■ **Written instruction**: Transcribe every one of the rows below verbatim, without altering a single character.

(Records in a dataset)
::::::::

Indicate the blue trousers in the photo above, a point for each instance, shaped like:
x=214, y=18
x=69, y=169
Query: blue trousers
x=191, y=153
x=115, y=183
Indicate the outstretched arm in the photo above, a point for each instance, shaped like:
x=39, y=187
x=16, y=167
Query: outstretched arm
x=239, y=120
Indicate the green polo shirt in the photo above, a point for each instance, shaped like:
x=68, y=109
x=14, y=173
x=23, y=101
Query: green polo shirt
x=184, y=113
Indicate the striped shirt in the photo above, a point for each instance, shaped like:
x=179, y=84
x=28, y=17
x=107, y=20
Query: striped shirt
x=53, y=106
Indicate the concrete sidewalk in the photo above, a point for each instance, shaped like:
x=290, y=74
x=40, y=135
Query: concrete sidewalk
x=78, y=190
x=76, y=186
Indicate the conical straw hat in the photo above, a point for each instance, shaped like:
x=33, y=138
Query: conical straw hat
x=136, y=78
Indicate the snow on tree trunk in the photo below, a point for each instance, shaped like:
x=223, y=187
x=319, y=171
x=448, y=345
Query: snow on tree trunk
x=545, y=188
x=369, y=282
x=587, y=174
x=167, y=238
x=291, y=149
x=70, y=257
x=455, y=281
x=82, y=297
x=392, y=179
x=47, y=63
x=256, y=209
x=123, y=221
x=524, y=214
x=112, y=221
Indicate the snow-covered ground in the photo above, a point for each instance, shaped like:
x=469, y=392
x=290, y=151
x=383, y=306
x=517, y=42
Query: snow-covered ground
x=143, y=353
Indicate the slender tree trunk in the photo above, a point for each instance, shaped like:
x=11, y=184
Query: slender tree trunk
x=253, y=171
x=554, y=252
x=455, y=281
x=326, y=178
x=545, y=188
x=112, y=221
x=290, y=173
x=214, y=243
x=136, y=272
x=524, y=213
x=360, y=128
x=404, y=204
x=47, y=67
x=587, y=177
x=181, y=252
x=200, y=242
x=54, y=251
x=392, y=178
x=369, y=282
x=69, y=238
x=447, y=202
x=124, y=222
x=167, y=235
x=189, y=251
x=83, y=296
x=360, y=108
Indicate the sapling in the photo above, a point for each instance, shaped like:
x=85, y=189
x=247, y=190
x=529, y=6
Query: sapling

::::::::

■ **Final result**:
Indicate the blue trousers in the photo above, a point for each instance, shaped like:
x=214, y=18
x=69, y=169
Query: blue trousers
x=191, y=153
x=115, y=183
Indicate the outstretched arm in the photo above, a point for each instance, shaped like:
x=39, y=187
x=16, y=167
Query: outstretched arm
x=239, y=120
Indicate the green polo shirt in the photo above, a point for each instance, shaped like:
x=68, y=109
x=14, y=173
x=23, y=101
Query: green polo shirt
x=184, y=113
Indicate the striped shirt in the photo above, a point for each instance, shaped like:
x=179, y=84
x=28, y=17
x=107, y=20
Query: striped shirt
x=53, y=106
Indicate the concrete sidewalk in the photo above, a point for each instance, shaped like:
x=290, y=74
x=40, y=135
Query: concrete sidewalk
x=78, y=190
x=76, y=186
Indicate the conical straw hat in the photo above, a point for each instance, shaped like:
x=33, y=138
Query: conical straw hat
x=136, y=78
Indicate the snow on tree trunk in the photo below, a point for each instance, shaped like:
x=223, y=187
x=319, y=171
x=448, y=345
Query: snow on tree trunk
x=545, y=188
x=369, y=282
x=587, y=174
x=167, y=238
x=291, y=149
x=70, y=257
x=455, y=281
x=82, y=297
x=392, y=179
x=47, y=63
x=256, y=209
x=123, y=221
x=524, y=214
x=112, y=221
Indicate the snow-covered ground in the photo above, a point for each instance, shaped like:
x=469, y=392
x=290, y=151
x=383, y=306
x=517, y=42
Query: snow-covered ground
x=143, y=353
Indicate the slender tree trunk in the photo above, a point for each instance, shaped like:
x=11, y=184
Query: slender tree trunk
x=253, y=171
x=554, y=252
x=455, y=281
x=326, y=178
x=545, y=188
x=112, y=221
x=290, y=173
x=214, y=243
x=136, y=272
x=524, y=213
x=360, y=128
x=404, y=204
x=47, y=67
x=587, y=177
x=181, y=252
x=200, y=242
x=54, y=251
x=392, y=178
x=369, y=282
x=69, y=238
x=447, y=202
x=124, y=222
x=167, y=235
x=189, y=251
x=83, y=296
x=360, y=108
Indicate the sapling in the photo above, a point for each instance, shaped like:
x=85, y=189
x=247, y=190
x=529, y=6
Query: sapling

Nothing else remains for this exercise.